Because the copy must hold no pictures, return the data below with all of its words intact.

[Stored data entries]
>>>>

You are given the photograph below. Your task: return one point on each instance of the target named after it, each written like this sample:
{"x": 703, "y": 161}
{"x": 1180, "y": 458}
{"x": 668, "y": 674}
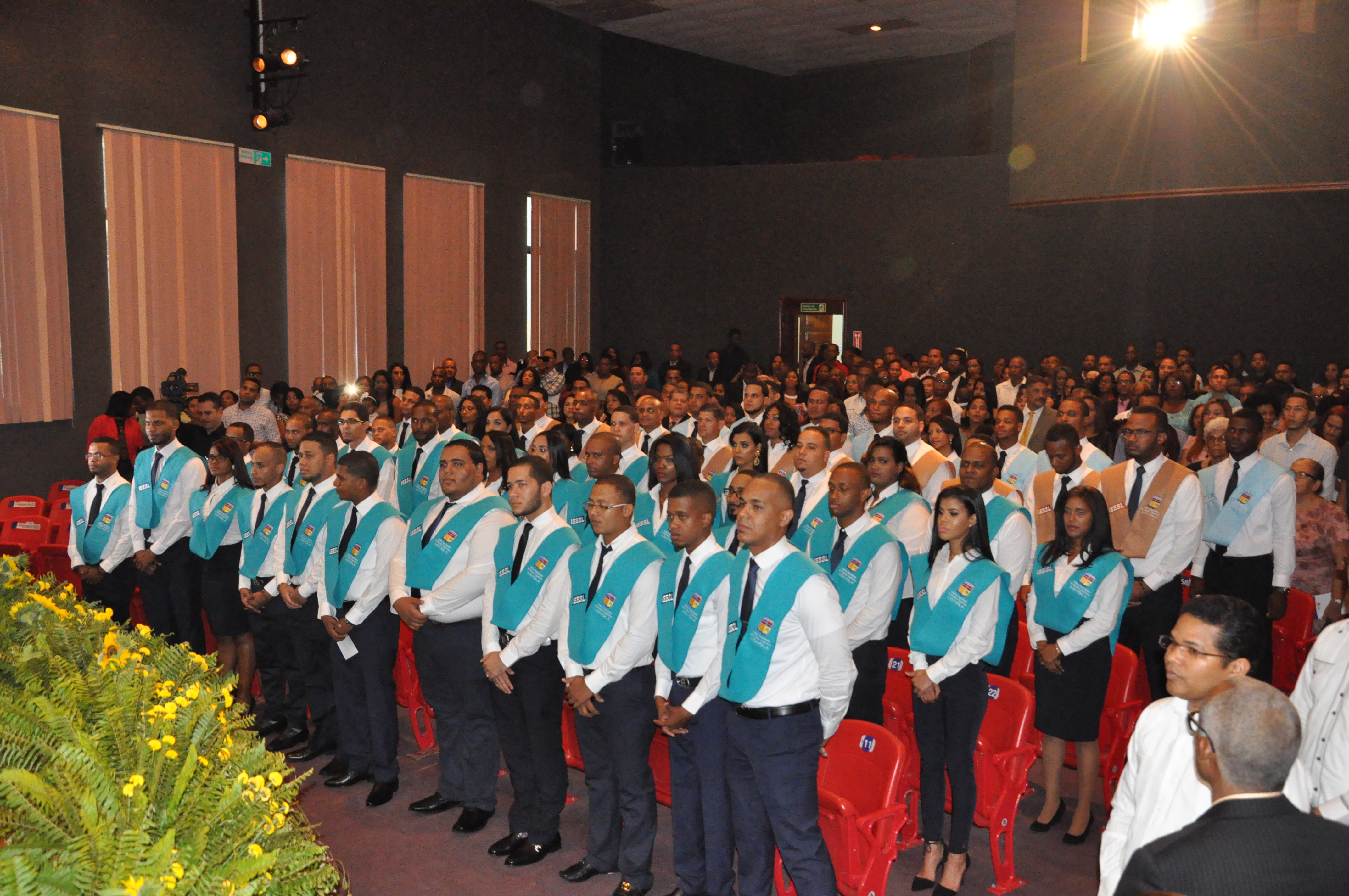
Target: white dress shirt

<<<<

■ TASK SOLUTION
You are given the photograph below. Your task: return one point on each instance of the target named after it, each written like this sample:
{"x": 703, "y": 161}
{"x": 1180, "y": 458}
{"x": 668, "y": 674}
Target: white dress shirt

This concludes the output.